### Your goal
Write out all the lines below again, changing every "returned pair" to "output pair" and leaving everything else the same. Leave the pictures out of your answer.

-- START --

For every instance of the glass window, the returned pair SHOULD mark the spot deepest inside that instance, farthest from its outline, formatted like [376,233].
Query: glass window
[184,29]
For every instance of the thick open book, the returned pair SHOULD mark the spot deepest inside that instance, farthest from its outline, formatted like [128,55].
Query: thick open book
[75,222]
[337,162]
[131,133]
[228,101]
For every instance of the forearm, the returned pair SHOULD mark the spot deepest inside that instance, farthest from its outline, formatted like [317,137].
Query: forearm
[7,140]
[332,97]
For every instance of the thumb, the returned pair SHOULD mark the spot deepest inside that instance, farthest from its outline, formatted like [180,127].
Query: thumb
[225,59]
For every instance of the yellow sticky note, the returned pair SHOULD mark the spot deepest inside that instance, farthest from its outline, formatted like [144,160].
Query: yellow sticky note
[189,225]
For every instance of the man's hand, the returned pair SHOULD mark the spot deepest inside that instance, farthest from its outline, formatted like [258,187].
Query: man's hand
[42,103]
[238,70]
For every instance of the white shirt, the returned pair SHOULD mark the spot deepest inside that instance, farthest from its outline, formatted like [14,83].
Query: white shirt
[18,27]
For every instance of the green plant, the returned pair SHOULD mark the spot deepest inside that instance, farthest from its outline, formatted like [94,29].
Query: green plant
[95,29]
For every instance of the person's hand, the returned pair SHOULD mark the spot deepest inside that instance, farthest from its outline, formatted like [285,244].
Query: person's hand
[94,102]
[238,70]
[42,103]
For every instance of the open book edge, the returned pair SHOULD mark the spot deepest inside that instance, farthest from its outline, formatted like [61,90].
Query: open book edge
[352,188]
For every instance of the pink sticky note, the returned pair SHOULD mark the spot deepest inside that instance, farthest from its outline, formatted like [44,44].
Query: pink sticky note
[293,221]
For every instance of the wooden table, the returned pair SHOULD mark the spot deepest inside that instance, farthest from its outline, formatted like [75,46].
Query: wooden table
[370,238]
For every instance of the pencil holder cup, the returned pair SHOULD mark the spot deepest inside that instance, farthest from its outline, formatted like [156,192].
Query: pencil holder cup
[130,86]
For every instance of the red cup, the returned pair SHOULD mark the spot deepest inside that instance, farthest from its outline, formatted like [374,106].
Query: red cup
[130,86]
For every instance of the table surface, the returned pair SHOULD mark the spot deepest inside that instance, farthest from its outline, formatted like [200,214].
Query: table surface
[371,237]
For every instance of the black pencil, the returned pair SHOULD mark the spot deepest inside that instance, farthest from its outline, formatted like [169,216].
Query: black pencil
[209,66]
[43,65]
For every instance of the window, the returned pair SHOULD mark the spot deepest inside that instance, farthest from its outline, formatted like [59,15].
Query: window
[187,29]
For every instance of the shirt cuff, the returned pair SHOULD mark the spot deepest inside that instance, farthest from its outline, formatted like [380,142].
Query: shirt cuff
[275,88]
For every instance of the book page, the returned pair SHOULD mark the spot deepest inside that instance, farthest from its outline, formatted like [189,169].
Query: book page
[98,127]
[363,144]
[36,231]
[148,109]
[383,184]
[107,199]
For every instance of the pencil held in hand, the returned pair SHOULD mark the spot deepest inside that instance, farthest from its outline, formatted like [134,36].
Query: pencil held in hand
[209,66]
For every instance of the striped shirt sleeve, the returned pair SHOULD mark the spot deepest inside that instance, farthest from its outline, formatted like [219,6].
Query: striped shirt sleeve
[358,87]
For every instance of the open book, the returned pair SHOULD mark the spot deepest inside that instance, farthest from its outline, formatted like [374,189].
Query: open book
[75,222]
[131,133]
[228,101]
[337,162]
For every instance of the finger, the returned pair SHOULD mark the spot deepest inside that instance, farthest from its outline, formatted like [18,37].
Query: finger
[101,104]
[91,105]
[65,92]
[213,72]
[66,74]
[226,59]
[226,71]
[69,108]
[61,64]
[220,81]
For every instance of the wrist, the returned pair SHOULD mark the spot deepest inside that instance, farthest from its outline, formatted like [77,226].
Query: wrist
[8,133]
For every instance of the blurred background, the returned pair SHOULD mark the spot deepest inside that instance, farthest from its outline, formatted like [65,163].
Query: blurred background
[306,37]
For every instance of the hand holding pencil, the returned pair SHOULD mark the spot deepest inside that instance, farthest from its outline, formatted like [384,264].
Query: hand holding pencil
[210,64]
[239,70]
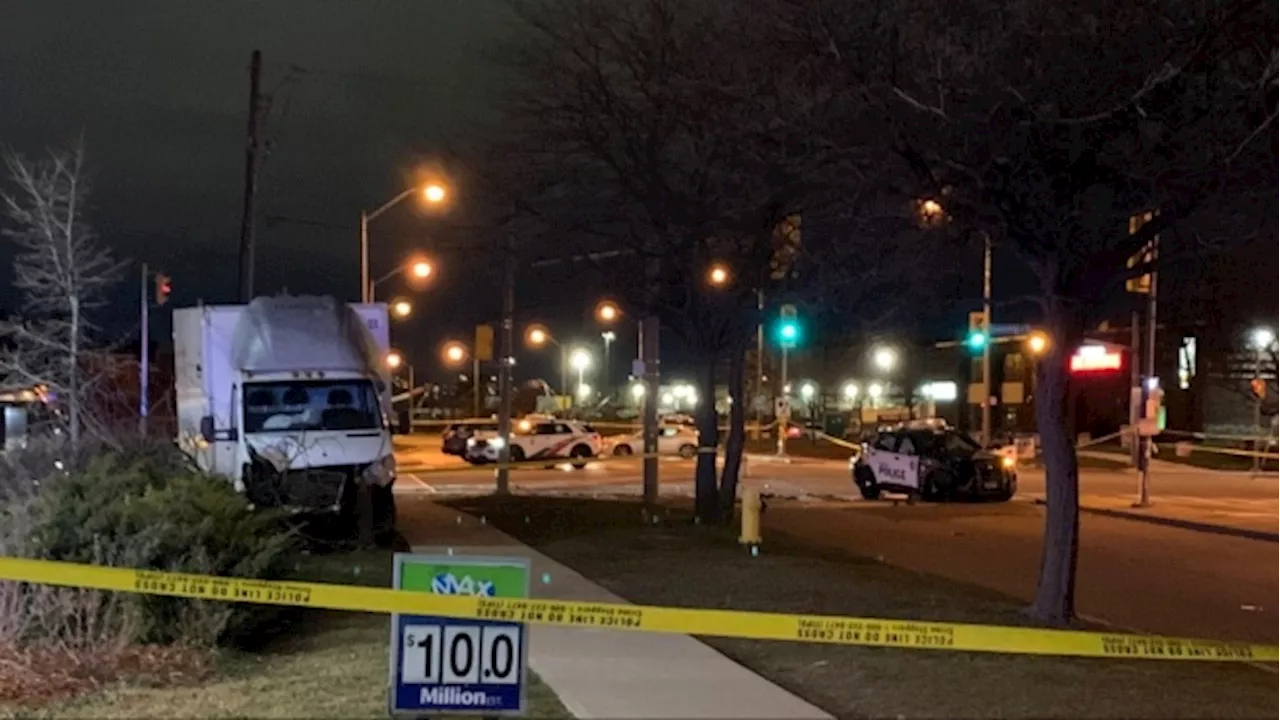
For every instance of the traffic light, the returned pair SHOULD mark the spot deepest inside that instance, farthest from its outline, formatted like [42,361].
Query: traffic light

-- END --

### Correct output
For every instance of the glass window, the output pair SHOULD mark the spot deepest inside that instance, farthest from its outline, formatted like [376,233].
Query: glass window
[184,29]
For every instance of the thick open book, the output pair SHOULD mark the spot deepest inside that instance, farthest from its outline, formatted like [128,55].
Query: thick open book
[75,222]
[337,162]
[131,133]
[228,101]
For every instance of the forearm, the output pair SHOULD mark the spot deepest inside that instance, farthest from its outline, formatted like [317,137].
Query: forearm
[7,140]
[332,97]
For every instance of the thumb, the output pair SHOULD mark the spot deepest inside that instance, farthest from its outline, formatted like [180,127].
Query: thumb
[225,59]
For every instance of the yellow sticky note, the output pair SHOULD mark the spot deepest inside that instance, farthest from its outline, formatted like [144,160].
Query: yellow sticky note
[189,225]
For every instance of the man's hand, the output pair SHOULD mark the spot deepest inside that instance, farthest from its outline, formatted like [258,187].
Query: man's hand
[42,103]
[238,70]
For every instance of the white shirt, the output pair SHOULD mark the spot deepest inside that instance, farthest from its outline, formatted like [14,83].
Query: white shirt
[18,27]
For every instance of the green plant, the output pair SHOULD mark the spot deepest inside that instance, farthest from its outline, formatted like [94,29].
Query: green plant
[95,29]
For every instance of the person's hand, the output pair SHOULD mark the spot deepest inside that instance, farthest from its outline, formatted like [285,244].
Query: person's hand
[94,102]
[238,70]
[42,103]
For every instance of the open book edge, the output pair SHOULD mark the spot deepest inside that instance, farthest from its outline, formatted like [61,90].
Query: open book edge
[352,188]
For every instance of the pink sticky note, the output pair SHOULD mark the spot deepest inside that instance, farthest from its outline, formatted like [44,44].
Query: pink sticky note
[293,221]
For every instance of the wooden table, the output pair SHOULD mark the spot deepest inside that instance, farthest from its outline, formatted like [75,46].
Query: wooden table
[370,238]
For every instance of the pencil holder cup, the output pair SHOULD mark the spot deepest inside that instance, farthest from its outline, formatted like [156,192].
Query: pencil holder cup
[130,86]
For every instance of the red cup, the output pair SHOULD mark the spot deepest inside that instance, farthest from its outline, formatted like [374,106].
Query: red cup
[130,86]
For every instance of the table surface, the output pair SHOULD mark the spot deepest inside that instance, farthest from its outline, formatted like [200,214].
Query: table surface
[371,237]
For every instance of the black pencil, the output pair SHOULD mark the spot deepest inside that instance, farthest from its outline, formatted like [169,216].
Query: black pencil
[209,66]
[43,65]
For every instance of the window, the output pair SHOULD mark the spot deepest inside that instance, farthest from its outline, formatted like [59,15].
Query: window
[187,29]
For every instance of the shirt cuff, the output pair SHOULD mark the spot deepest inside that instance, farthest from its outline, formatted like [380,142].
Query: shirt cuff
[275,88]
For every instance of the book page, the output pair SHOULD mark the spot deepest inside that instance, farthest from its outline, formatted like [189,169].
Query: book page
[98,127]
[363,144]
[36,231]
[148,109]
[383,184]
[107,199]
For every instance of the pencil held in hand, the output pair SHOULD mark the spot deepest inside that instance, farthest from its outline, formatted like [134,36].
Query: pencil held in hand
[209,66]
For every instance of the striped shirt sleeve, the output pair SHOULD mark the spot deepest inside that instance, farthest from its outline, formatted like [219,6].
Query: striped shirt sleeve
[358,87]
For every instance of the open book, the output pair SHOULD mark the spot deepest inside that instance, farthest from its outline, formatted like [374,189].
Query: open book
[75,222]
[131,133]
[228,101]
[337,162]
For every instance of the finger, the output pair SHOULD mark the spot deepest inside that instance, farthest from its outline, formatted like [18,37].
Query: finger
[101,104]
[91,105]
[65,92]
[213,72]
[66,74]
[226,59]
[226,71]
[69,108]
[61,64]
[220,81]
For every instance of the wrist, the output pair SHOULD mark the spot deepest inside that instance, farthest from its outline, formatted like [77,226].
Query: wrist
[8,133]
For every instance of the blurred background, the output pair SHOULD mark the spot deepest inside that instance, farthest from its outline, formatted like [65,163].
Query: blurred background
[306,37]
For every instance of the hand holding pencil, the output pair SHOULD mark the spot deepest inside that instance, farthest from its outline, formatted like [384,264].
Query: hand holding pencil
[210,64]
[239,70]
For every instance of the traffic light, the output pair SHOULD mark the spot deepest inside that instance, farthest from its outline, formatted like [42,361].
Query: traffic light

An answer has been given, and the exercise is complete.